§ **Trecho do documento**:
Lado a lado, os nomes dos dois deputados aparecem inscritos nos cartazes da Via Campesina, estendidos em frente à rodovia, em Santo Antônio da Platina. O que une o nome dos dois políticos é a defesa do latifúndio, construído à base de crimes políticos, segundo o MST.

Ainda que eles representem duas linhas diferentes de obter favorecimento. O coordenador estadual Diego Moreira aponta as diferenças entre eles: "O Janene representa o acúmulo próprio, sem projeto nenhum, ao passo que o Lupion é um testa-de-ferro das empresas imperialistas, representa um projeto de subordinação ao capital internacional", comenta.

Na expressão da coordenação do MST, o gesto político se soma a um sentimento de revolta da sociedade brasileira contra a corrupção generalizada. Talvez por isso, até os meios de comunicação comerciais deram atenção às ocupações, sobretudo no caso da fazenda de Janene. "Pensamos em como politizar o debate da corrupção do mensalão e o ato trouxe o debate para a sociedade. Isso representa o sentimento da sociedade brasileira - que não teve voz", comenta Moreira.


Uso do dinheiro público
O Agência Brasil de Fato acompanhou o ato na fazenda 3 Jota, área com 192 hectares, uma entre as 11 propriedades que José Janene arrebatou num período curto de tempo (2003 e 2004). Ali, havia uma criação de ovinos, além de outros símbolos, como a piscina da sede da casa, que serviriam de denúncia sobre desvio do dinheiro público.

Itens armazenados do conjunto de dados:
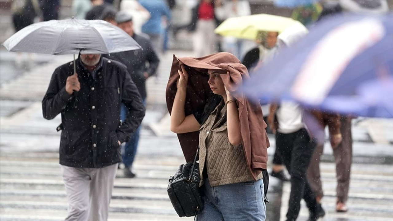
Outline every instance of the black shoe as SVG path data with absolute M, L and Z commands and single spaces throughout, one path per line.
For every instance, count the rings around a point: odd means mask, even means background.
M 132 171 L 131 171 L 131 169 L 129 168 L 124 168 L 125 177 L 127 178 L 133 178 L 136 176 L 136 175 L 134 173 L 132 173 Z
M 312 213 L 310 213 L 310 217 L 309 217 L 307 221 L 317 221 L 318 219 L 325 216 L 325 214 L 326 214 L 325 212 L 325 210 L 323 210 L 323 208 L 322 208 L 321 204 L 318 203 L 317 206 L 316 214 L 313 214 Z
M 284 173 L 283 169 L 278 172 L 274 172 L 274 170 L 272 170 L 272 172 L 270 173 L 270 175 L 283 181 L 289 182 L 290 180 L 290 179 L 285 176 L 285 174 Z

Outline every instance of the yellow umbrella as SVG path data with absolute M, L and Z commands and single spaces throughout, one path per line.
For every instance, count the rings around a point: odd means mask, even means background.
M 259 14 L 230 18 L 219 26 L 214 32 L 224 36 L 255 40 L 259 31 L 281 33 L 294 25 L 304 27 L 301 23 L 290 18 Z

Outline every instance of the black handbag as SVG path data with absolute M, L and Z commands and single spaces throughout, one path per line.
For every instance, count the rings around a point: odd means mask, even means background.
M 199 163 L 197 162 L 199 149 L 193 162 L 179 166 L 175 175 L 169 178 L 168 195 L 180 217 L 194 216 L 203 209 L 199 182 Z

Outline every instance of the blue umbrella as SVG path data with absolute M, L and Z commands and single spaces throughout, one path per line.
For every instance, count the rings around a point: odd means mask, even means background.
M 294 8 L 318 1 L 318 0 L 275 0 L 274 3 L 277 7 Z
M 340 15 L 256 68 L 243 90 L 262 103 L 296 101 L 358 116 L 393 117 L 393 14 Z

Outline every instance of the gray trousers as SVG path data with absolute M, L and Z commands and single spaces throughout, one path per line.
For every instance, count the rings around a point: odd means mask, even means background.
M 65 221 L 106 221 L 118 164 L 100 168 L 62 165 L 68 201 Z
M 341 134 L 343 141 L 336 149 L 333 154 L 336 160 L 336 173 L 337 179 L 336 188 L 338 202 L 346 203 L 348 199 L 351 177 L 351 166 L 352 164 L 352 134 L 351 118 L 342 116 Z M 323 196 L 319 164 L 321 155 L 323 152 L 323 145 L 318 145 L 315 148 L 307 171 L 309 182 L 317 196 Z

...

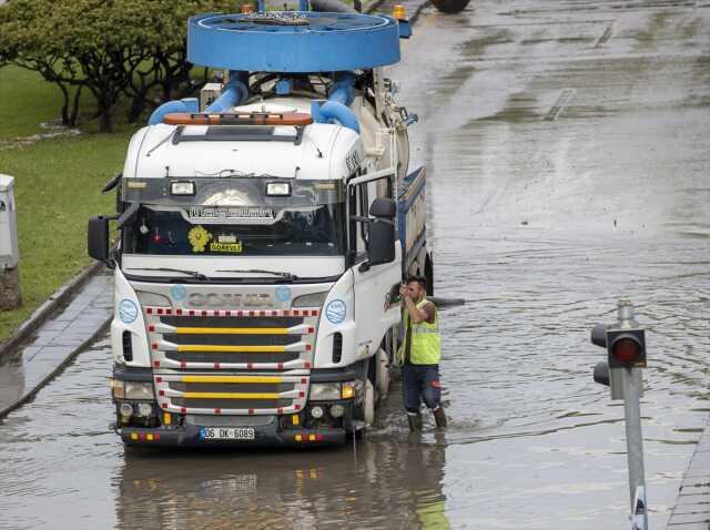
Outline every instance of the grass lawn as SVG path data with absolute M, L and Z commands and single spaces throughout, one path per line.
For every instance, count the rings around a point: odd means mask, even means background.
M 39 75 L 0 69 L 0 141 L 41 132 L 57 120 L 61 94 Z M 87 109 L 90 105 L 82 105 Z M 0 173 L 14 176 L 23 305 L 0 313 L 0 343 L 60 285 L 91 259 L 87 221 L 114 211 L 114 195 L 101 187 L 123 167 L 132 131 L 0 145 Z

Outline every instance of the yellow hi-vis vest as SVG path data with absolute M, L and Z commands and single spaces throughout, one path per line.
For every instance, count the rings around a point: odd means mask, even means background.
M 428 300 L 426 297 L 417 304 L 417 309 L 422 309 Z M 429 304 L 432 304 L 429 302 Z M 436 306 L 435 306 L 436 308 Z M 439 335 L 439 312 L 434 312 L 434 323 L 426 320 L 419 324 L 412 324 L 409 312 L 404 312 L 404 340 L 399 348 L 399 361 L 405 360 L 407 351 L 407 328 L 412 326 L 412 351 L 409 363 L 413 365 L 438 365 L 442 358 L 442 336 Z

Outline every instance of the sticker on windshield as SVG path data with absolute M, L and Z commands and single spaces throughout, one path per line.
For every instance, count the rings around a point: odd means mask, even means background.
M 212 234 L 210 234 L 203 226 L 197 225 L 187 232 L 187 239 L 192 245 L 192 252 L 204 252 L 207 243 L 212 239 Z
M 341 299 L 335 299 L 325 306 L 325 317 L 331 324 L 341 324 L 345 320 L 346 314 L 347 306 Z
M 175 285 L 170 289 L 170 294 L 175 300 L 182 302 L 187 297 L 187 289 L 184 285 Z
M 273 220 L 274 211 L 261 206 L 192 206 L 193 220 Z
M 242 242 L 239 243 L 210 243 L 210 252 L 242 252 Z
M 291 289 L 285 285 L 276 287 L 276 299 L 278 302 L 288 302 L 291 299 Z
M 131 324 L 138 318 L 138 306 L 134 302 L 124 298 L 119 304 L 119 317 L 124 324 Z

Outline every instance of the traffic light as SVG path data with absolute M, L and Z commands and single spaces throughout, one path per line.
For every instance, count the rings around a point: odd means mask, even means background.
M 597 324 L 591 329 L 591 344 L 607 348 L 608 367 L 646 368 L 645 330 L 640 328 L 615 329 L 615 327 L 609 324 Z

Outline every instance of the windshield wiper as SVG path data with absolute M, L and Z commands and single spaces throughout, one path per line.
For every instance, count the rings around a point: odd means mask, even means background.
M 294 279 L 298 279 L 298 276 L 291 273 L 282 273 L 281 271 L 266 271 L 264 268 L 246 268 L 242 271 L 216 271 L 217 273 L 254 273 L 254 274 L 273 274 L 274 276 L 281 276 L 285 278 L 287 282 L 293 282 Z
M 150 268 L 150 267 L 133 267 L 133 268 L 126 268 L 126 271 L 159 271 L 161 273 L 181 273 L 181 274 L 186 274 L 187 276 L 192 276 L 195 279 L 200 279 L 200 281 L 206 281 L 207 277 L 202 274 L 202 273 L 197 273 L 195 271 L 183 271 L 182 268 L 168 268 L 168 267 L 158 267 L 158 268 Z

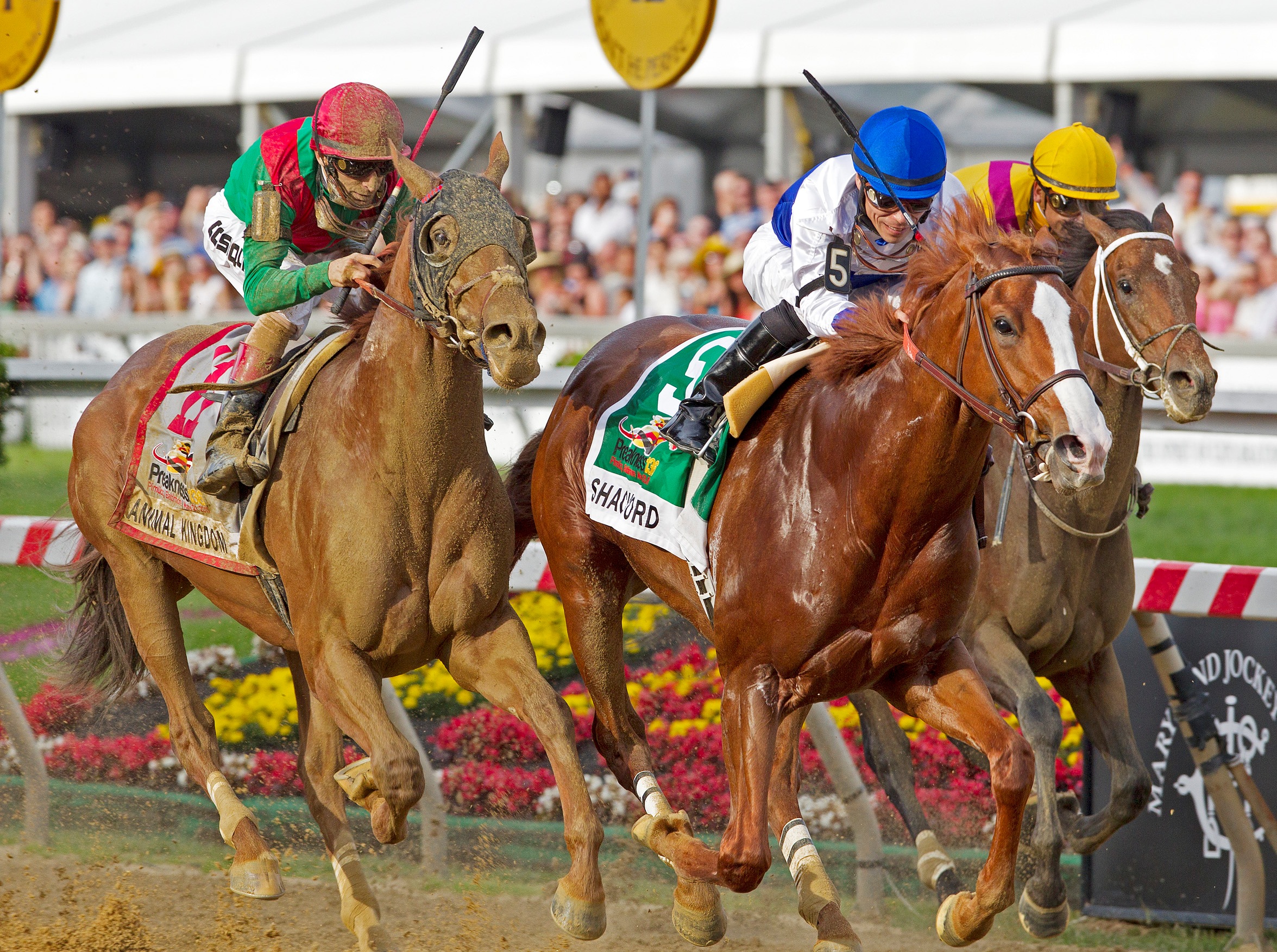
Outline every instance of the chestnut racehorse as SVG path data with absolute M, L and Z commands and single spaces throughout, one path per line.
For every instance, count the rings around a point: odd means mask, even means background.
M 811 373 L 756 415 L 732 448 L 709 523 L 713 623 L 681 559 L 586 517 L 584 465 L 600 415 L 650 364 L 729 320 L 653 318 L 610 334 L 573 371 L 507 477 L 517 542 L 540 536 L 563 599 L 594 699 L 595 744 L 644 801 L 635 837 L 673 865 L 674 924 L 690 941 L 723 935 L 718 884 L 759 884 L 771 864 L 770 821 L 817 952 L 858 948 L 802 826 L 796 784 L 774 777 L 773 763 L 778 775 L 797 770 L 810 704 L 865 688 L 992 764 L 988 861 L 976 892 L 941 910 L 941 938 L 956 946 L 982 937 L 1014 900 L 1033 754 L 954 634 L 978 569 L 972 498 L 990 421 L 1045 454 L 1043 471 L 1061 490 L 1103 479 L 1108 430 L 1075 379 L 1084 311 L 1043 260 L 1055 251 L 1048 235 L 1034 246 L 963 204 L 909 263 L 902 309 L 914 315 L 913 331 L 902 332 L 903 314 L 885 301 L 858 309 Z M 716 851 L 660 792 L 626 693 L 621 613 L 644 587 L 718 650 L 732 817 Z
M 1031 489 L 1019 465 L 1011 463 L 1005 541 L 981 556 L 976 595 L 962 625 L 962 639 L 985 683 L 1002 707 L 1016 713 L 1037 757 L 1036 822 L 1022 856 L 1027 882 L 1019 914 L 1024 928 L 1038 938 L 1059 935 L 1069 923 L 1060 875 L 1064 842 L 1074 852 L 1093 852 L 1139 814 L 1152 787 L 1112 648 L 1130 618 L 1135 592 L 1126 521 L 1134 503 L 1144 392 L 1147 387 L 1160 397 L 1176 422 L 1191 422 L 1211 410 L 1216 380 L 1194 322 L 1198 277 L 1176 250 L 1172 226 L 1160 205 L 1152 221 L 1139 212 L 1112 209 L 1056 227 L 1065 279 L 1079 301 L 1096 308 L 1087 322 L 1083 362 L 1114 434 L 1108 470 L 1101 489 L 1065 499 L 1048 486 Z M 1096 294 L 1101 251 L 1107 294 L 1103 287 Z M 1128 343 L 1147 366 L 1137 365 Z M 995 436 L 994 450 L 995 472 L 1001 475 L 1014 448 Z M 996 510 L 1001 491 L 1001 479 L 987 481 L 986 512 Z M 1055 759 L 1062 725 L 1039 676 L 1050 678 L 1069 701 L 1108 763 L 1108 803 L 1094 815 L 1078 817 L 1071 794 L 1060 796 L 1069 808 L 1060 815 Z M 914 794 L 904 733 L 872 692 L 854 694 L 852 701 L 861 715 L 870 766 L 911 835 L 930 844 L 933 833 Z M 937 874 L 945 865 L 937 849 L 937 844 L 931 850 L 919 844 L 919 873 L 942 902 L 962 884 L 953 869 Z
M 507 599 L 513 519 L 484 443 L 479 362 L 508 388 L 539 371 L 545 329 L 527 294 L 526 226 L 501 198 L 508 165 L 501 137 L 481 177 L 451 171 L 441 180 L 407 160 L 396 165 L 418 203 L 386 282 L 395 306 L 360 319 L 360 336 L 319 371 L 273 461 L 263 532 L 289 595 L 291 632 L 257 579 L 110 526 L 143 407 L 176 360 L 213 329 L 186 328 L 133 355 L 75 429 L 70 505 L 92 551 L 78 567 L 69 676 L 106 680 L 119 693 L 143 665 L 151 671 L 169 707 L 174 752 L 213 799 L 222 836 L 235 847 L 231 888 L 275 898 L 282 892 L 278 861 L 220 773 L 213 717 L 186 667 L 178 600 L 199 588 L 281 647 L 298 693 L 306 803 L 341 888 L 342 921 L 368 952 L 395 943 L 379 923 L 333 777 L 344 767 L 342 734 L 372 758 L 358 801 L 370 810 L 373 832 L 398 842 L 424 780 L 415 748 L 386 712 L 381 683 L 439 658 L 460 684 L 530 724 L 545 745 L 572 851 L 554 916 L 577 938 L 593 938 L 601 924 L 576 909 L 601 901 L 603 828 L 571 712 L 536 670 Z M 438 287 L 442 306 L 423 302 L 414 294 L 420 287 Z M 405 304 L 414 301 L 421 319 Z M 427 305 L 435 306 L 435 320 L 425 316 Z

§ **Descrição do problema**: Retome a reportagem sobre as ocupações do MST nas fazendas dos deputados e prossiga a partir da última frase apresentada.

§ **Espaço para resposta**:
No segundo dia de ocupação, foram descobertas quatro urnas eletrônicas no galpão da fazenda, e inclusive um cartaz de campanha do ex-prefeito de Londrina - deposto por corrupção - Emílio Bellinatti. Foram encontradas também 200 fitas de vídeo, todas elas apreendidas pela Polícia Federal, encaminhadas para perícia.

"O Judiciário deveria decretar a prisão preventiva do Janene e a desapropriação da área, destinada à reforma agrária ao invés de emitir a reintegração de posse. O deputado Janene está envolvido com desvio de dinheiro público, por isso, estamos exigindo a terra para a reforma agrária, essa e as outras áreas do Janene", comentou José Damaceno.

Longe dali, acampada na entrada da fazenda Nelore Beka, propriedade de Adelardo Lupion, a Via Campesina ergueu a sua bandeira e pendurou faixas com dizeres como este: "Caros deputados Janene e Lupion, devolvam o dinheiro roubado do povo". Eram 200 militantes acampados em frente à estrada. Um dos coordenadores do evento, Antonio Ereci da Silva, lembra que "Lupion é o sujeito que apresentou no Congresso a proposta de transformar a ocupação de áreas em crime hediondo. Além disso, ele é o articulador da UDR no Congresso Nacional. Ele está envolvido em crime eleitoral, tem vários processos e dossiês na Justiça contra ele".

As duas ações aconteceram sem problemas, no entanto, a Justiça emitiu a reintegração de posse da fazenda 3 J e a polícia promete o despejo para esta semana. O movimento pretende manter-se na área, por período indeterminado, até que a área seja destinada à reforma agrária.

Um ato contra a democracia representativa
A manifestação dos sem-terra ocorre justamente quando a política está submetida ao cronograma das eleições, embora uma boa parcela da sociedade brasileira se mostre desiludida com as possibilidades de mudança por meio do voto. Este sentimento é visível em conversa com militantes do MST. E a ação é uma crítica à democracia indireta e representativa.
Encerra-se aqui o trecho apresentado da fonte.